**GIVEN DATA**:
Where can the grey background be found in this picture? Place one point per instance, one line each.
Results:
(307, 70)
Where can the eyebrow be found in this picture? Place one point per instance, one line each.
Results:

**EXERCISE PROMPT**: Nothing may be left out. Retype all the entries exactly.

**EXERCISE RESULT**:
Where can the grey background be found in this picture? Place one point per instance, one line each.
Results:
(307, 70)
Where can the eyebrow be found in this picture? Place one point per instance, one line each.
Results:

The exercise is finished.